- DOCUMENT TEXT:
Minus their injured ace, the Mets collapsed over the final two months and plunged to 77-85 in Steve Cohen’s first year as owner. They got outmaneuvered by close rivals at the July 30 trade deadline and finished third in the NL East, 11 1/2 games behind division champion Atlanta.

In other words, not even close.

It was a precipitous fall for a $186 million team that spent 103 days in first place – the most ever for a club to finish with a losing record.

“We dealt with a lot of adversity this year. Lots of up and downs,” star shortstop Francisco Lindor said.

A season that began with a fresh outlook and real promise thanks to Cohen’s deep pockets and Lindor’s arrival was plagued in the end by the same sort of embarrassing episodes that have characterized the Mets for years.

Lindor clashed with double-play partner Jeff McNeil in the walkway just behind the dugout – and then gave a goofy explanation for the altercation.

Javier Baez and Lindor ticked off fans and the front office with their thumbs-down celebration intended to mock booing crowds.

And acting general manager zack scott was arrested on a charge of driving while intoxicated, hours after attending a team charity event at Cohen’s house. Scott, placed on paid leave, pleaded not guilty to the DWI charge and three traffic violations.

On the field, the Mets went 21-37 from Aug. 1 through the final day of their fourth losing season in five years – and 10th in the last 13. New York has made the playoffs twice in the past 15 seasons, advancing only in 2015 on the way to a World Series appearance.

So what happened this time?

Truth be told, deGrom’s first-half dominance and some charmed wins led by bench players against a soft portion of the schedule despite a wave of early injuries probably masked a few warts that became all too evident down the stretch.

The lineup languished even when healthy, and an overtaxed pitching staff started to crack after deGrom (7-2, 1.08 ERA) went down in mid-July with a sprained elbow that sidelined him the rest of the season.

The team says the injury has healed and the two-time Cy Young Award winner is expected to be at full strength in spring training and ready to resume a normal workload.

“As we go into the offseason, I think we’re as confident in him as we’ve ever been,” team president Sandy Alderson said.

Lindor (.230 batting average) was a huge disappointment in his New York debut after coming over in a blockbuster trade with Cleveland and signing a $341 million, 10-year contract that starts next season. He missed more than five weeks in the second half with an oblique injury and didn’t emerge from his season-long slump until too late.

His three-homer game at Citi Field on a Sunday night in September to win a Subway Series against the Yankees was a rare highlight.

- SHORT EXERCISE: Rewrite the article on the Mets' season between "On the field, the" and "World Series appearance.", inclusive, replacing "playoffs" with "postseason".

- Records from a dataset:
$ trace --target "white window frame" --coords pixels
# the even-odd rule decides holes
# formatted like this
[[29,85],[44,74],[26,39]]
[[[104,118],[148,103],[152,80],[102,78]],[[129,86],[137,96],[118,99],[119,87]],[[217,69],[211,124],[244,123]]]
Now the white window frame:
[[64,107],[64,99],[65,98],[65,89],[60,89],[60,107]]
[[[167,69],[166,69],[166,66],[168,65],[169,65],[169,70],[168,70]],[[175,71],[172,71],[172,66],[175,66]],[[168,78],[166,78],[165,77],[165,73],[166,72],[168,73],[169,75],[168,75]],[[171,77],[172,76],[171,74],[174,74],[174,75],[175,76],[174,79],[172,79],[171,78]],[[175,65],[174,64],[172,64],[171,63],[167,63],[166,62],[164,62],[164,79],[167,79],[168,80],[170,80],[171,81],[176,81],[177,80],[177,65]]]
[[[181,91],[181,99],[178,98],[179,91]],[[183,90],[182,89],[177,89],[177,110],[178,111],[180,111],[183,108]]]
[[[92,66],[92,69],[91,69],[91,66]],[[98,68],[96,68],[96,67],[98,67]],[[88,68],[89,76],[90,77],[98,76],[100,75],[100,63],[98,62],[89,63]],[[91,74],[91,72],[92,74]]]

- WRITTEN RESPONSE:
On the field, the Mets went 21-37 from Aug. 1 through the final day of their fourth losing season in five years – and 10th in the last 13. New York has made the postseason twice in the past 15 seasons, advancing only in 2015 on the way to a World Series appearance.